::: Passage provided

This breaks big-endian aarch64 in a very bad way.  vec_perm<mode> is
enabled for big-endian but aarch64_expand_vec_perm will ICE right
away.  Can you please test big-endian also next time?
Here is the shortest testcase which fails at -O3:

void fill_window(unsigned short *p, unsigned wsize)
{
    unsigned n, m;
    do {
       m = *--p;
       *p = (unsigned short)(m >= wsize ? m-wsize : 0);
    } while (--n);
}

This comes from zlib and it blocks my building of the trunk.

Thanks,
Andrew Pinski



>
> Thanks,
> James Greenhalgh
>
> ---
> gcc/
>
> 2012-12-04  James Greenhalgh  <james.greenhalgh@arm.com>
>
>         * config/aarch64/aarch64-protos.h
>         (aarch64_split_combinev16qi): New.
>         (aarch64_expand_vec_perm): Likewise.
>         (aarch64_expand_vec_perm_const): Likewise.
>         * config/aarch64/aarch64-simd.md (vec_perm_const<mode>): New.
>         (vec_perm<mode>): Likewise.
>         (aarch64_tbl1<mode>): Likewise.
>         (aarch64_tbl2v16qi): Likewise.
>         (aarch64_combinev16qi): New.
>         * config/aarch64/aarch64.c
>         (aarch64_vectorize_vec_perm_const_ok): New.
>         (aarch64_split_combinev16qi): Likewise.
>         (MAX_VECT_LEN): Define.
>         (expand_vec_perm_d): New.
>         (aarch64_expand_vec_perm_1): Likewise.
>         (aarch64_expand_vec_perm): Likewise.
>         (aarch64_evpc_tbl): Likewise.
>         (aarch64_expand_vec_perm_const_1): Likewise.
>         (aarch64_expand_vec_perm_const): Likewise.
>         (aarch64_vectorize_vec_perm_const_ok): Likewise.
>         (TARGET_VECTORIZE_VEC_PERM_CONST_OK): Likewise.

::::::
::: Raw data

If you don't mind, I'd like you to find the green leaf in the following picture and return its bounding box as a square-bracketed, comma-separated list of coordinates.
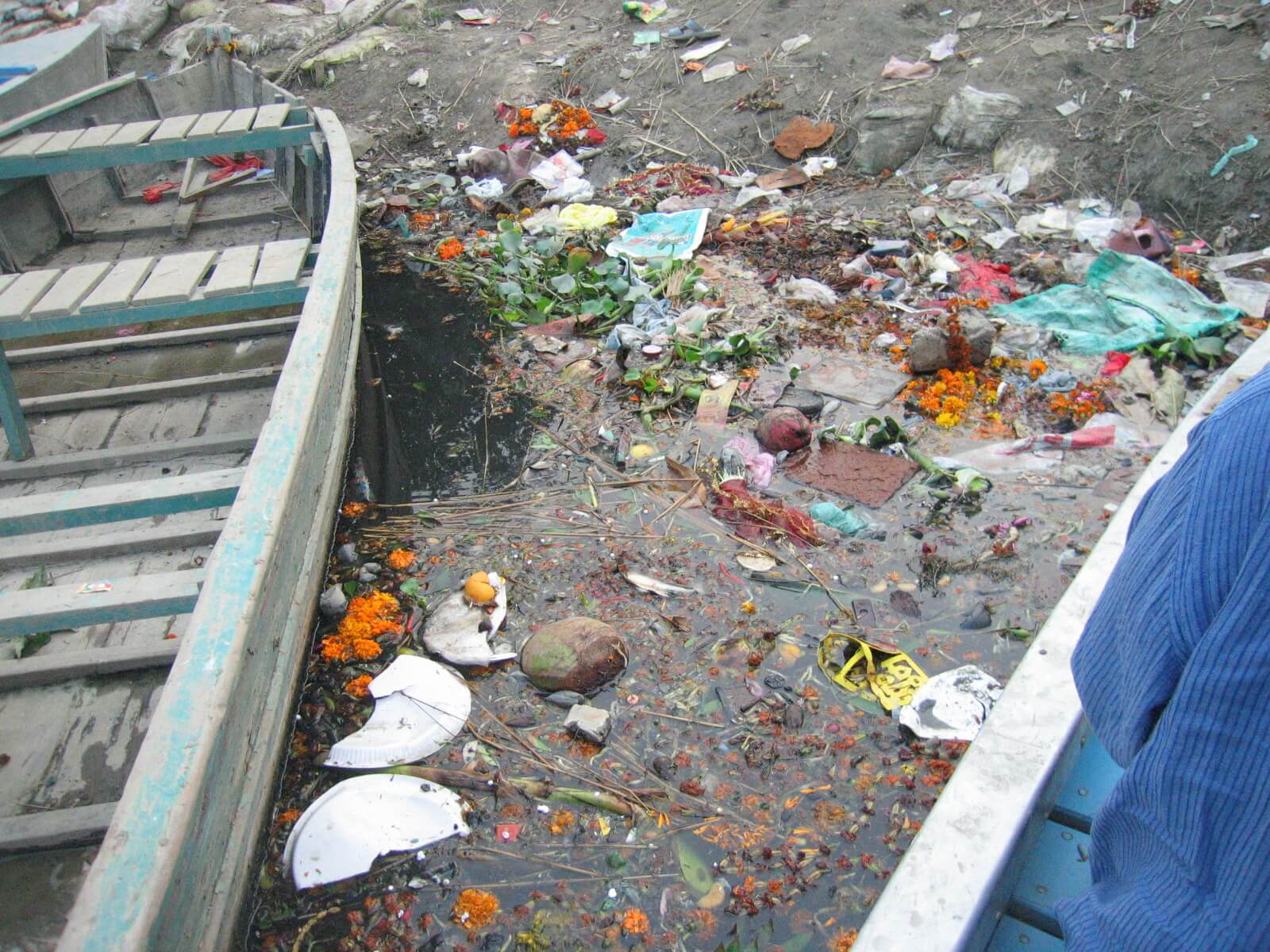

::::::

**Short problem 1**
Duplicate the portion of the bug report starting at "This breaks big-endian" and ending at "also next time?".
**Short problem 2**
Answer these questions from the bug report:
(a) At what optimization level does the shortest testcase fail?
(b) Which project does the testcase come from?
(c) What date appears on the changelog entry?

**Expected output 1**
This breaks big-endian aarch64 in a very bad way.  vec_perm<mode> is
enabled for big-endian but aarch64_expand_vec_perm will ICE right
away.  Can you please test big-endian also next time?

**Expected output 2**
(a) -O3
(b) zlib
(c) 2012-12-04